• _Your task_:
From the line with "cyan balloon, one point per instance." to the final line of the records, reproduce every line exactly and only those lines.

[Data excerpts]
☆ ☆ ☆
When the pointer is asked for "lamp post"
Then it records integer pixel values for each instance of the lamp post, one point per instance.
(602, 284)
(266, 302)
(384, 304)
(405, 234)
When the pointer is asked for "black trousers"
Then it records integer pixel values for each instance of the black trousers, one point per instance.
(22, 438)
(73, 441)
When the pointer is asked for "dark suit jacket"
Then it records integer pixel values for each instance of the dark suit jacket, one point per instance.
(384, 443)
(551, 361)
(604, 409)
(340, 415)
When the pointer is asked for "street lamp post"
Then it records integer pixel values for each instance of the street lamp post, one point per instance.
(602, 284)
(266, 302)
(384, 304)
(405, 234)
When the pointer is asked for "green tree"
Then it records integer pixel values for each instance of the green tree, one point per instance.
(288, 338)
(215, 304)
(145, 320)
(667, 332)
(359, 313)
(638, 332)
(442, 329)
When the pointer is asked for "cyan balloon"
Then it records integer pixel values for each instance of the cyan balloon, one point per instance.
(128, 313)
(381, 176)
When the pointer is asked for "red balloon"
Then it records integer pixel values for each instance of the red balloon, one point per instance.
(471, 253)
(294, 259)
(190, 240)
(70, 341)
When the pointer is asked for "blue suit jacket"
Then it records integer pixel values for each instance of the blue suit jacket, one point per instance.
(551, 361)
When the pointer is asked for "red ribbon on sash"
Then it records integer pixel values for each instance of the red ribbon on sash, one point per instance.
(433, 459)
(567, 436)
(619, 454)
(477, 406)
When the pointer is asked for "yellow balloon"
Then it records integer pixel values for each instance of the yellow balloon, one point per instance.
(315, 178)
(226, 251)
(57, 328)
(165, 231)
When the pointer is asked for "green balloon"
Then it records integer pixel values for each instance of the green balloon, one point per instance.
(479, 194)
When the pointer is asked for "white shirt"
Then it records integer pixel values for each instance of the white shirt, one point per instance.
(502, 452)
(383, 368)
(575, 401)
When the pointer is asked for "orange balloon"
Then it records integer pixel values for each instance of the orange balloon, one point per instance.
☆ ☆ ☆
• _Answer to this problem_:
Then it records integer pixel values for each instance of the cyan balloon, one point per instance.
(128, 313)
(381, 176)
When the pointer is asked for "red balloon"
Then it records integer pixel values for each instance of the red balloon, one point per instance.
(471, 253)
(294, 259)
(190, 240)
(70, 341)
When the pointer is asked for "blue suit jacket"
Then it records integer pixel values for each instance of the blue suit jacket, one point per instance.
(551, 361)
When the pointer is asked for "red ribbon on sash"
Then it records integer pixel values for each instance of the red ribbon on sash, one point per instance.
(433, 459)
(567, 436)
(619, 454)
(477, 406)
When the pointer is asked for "yellow balloon"
Then it records integer pixel values for each instance of the yellow balloon, one point per instance.
(315, 178)
(226, 251)
(57, 328)
(165, 231)
When the pointer is asked for "green balloon"
Then it records integer pixel values for each instance of the green balloon, one point per instance.
(479, 194)
When the pointer is asked for "white shirt"
Then it records integer pixel values for each instance of the white shirt, one point per instance.
(502, 452)
(383, 368)
(575, 401)
When the pointer is asked for "orange balloon"
Then it records integer pixel values for each instance of the orange balloon, one point per instance.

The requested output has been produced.